(Gathered data entries)
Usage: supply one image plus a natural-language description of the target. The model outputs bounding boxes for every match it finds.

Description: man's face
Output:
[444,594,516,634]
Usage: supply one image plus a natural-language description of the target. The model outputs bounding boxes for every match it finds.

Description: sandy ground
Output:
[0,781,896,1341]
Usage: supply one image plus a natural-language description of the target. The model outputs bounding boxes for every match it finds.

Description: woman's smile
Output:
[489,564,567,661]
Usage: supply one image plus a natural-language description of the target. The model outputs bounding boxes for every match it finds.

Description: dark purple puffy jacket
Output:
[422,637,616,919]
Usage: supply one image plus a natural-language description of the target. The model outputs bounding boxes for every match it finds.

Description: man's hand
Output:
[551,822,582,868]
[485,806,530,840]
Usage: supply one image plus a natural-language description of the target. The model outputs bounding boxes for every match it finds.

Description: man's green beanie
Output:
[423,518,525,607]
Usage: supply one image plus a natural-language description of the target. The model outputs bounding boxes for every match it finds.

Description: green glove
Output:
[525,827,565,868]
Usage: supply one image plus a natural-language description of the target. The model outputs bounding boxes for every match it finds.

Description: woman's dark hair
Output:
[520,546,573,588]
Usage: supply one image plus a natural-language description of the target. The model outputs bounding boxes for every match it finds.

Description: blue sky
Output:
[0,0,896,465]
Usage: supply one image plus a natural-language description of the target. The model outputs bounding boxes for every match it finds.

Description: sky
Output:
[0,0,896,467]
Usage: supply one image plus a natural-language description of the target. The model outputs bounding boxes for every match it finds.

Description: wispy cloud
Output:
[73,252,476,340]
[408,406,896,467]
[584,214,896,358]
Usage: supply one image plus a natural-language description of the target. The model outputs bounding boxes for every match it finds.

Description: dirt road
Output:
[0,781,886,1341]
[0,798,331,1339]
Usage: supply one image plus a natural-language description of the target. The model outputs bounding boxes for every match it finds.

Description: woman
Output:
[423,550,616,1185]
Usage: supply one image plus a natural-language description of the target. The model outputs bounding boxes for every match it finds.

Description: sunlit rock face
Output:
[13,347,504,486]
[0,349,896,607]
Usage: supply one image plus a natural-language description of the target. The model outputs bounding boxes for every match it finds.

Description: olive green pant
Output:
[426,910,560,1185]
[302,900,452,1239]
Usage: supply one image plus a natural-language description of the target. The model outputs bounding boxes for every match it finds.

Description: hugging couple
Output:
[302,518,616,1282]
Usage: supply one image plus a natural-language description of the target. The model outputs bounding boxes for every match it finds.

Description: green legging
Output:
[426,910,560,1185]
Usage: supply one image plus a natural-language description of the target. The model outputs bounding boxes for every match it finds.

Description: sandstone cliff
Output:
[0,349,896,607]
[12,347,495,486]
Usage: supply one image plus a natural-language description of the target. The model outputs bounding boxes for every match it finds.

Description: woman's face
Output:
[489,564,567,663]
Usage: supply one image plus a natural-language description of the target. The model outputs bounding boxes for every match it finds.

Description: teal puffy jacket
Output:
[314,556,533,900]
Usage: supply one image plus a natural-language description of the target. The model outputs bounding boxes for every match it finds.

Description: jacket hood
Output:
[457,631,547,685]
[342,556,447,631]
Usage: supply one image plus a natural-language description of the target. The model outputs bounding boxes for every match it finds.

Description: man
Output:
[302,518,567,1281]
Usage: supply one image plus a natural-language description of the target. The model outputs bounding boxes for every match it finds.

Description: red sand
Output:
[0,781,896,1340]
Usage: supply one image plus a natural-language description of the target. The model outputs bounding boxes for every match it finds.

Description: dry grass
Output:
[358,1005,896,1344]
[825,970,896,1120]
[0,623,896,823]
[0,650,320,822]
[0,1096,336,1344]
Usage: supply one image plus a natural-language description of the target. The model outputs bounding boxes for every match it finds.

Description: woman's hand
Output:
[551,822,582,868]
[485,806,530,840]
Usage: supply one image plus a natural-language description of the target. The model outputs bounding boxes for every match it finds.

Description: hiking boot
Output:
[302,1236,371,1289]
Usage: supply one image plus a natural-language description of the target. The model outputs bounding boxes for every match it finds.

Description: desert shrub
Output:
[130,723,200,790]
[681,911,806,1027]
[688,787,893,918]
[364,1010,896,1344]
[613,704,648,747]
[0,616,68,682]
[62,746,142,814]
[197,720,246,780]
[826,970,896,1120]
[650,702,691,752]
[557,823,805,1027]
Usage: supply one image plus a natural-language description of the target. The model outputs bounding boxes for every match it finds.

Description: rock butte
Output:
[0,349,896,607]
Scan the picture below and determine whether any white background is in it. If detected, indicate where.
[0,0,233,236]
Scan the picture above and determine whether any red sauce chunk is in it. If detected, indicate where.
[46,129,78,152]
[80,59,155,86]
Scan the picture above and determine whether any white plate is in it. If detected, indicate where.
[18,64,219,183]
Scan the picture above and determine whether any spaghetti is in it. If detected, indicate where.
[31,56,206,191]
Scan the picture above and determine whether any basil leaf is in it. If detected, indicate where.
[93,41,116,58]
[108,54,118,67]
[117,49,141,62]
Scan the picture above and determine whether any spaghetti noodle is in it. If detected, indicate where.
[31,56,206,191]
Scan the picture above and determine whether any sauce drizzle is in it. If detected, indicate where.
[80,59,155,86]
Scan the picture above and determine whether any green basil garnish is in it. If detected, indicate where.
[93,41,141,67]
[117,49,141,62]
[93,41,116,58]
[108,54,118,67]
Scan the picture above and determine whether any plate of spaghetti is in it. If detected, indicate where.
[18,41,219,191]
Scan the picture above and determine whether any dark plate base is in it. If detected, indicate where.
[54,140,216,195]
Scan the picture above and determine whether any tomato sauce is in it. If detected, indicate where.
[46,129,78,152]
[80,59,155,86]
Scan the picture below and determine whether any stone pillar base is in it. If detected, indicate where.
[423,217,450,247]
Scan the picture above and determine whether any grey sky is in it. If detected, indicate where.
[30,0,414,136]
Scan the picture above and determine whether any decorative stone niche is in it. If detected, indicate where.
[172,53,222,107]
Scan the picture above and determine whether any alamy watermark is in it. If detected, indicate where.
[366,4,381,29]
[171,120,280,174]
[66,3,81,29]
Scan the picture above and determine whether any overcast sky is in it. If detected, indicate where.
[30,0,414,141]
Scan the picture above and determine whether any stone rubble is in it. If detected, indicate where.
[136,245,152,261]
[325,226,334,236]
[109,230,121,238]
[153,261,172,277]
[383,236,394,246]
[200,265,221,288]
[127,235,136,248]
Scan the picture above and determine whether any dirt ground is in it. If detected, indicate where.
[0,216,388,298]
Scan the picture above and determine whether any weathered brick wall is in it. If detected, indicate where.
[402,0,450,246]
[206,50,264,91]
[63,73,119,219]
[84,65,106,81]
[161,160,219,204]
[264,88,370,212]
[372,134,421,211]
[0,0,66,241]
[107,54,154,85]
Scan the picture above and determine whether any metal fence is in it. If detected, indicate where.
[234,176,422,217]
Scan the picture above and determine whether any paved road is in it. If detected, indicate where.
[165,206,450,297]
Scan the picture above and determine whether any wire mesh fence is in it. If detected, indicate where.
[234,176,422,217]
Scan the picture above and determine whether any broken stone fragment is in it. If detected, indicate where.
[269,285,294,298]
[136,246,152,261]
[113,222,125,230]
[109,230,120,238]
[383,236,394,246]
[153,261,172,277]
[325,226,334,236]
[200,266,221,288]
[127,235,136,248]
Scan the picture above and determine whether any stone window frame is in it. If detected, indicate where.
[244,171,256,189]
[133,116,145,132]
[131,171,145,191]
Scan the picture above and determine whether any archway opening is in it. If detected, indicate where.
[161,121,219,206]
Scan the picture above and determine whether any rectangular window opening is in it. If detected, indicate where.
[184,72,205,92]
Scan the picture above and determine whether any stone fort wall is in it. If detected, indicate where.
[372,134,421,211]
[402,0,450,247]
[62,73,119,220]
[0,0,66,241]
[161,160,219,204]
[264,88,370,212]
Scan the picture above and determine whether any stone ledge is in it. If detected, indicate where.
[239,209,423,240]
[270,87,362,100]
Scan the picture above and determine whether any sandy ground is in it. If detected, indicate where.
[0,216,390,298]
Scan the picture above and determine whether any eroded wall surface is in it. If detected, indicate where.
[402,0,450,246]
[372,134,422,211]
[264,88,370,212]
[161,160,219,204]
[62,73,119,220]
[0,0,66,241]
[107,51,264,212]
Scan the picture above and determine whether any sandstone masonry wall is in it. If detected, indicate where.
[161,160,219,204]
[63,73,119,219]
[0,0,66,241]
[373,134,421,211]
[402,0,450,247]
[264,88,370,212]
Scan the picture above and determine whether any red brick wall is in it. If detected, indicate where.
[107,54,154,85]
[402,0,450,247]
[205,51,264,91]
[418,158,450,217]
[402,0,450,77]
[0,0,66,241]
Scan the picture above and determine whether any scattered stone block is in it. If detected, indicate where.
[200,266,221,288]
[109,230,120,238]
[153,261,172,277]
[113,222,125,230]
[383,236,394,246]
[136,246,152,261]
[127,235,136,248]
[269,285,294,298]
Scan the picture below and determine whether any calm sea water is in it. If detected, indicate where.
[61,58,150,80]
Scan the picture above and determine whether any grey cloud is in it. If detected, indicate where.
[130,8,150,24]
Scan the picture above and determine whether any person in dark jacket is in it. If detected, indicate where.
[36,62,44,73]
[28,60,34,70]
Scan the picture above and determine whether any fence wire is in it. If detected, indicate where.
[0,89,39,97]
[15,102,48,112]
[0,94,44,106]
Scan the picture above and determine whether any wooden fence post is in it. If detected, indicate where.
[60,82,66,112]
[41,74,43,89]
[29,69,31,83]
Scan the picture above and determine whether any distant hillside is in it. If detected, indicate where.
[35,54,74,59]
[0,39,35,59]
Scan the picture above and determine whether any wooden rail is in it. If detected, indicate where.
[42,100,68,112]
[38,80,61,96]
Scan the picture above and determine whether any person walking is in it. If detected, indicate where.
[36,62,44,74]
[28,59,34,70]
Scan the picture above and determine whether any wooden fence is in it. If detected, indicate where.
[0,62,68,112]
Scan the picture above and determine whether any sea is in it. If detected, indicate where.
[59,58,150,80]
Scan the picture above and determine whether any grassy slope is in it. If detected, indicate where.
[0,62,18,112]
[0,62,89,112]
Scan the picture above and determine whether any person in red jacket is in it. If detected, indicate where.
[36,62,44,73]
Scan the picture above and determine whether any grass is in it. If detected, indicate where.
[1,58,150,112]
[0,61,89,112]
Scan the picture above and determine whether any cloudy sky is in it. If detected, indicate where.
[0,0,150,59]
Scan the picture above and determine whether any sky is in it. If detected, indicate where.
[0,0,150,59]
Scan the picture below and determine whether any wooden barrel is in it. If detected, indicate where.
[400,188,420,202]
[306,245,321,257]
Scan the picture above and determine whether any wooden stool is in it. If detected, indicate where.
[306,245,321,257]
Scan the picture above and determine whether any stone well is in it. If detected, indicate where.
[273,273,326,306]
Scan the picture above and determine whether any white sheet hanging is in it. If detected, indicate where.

#### Required work:
Copy the lines above word for word, from the line with "Scan the picture above and determine whether any stone rubble" up to and including the line with "[0,216,388,298]".

#### Exercise response:
Scan the picture above and determine whether any stone rubble is in it. If detected, indicate where.
[136,245,152,261]
[325,226,334,236]
[109,230,121,238]
[153,261,172,277]
[383,236,394,246]
[200,265,221,288]
[127,235,136,248]
Scan the picture above and determine whether any dirt ground is in it. If detected, indicate where.
[0,216,388,298]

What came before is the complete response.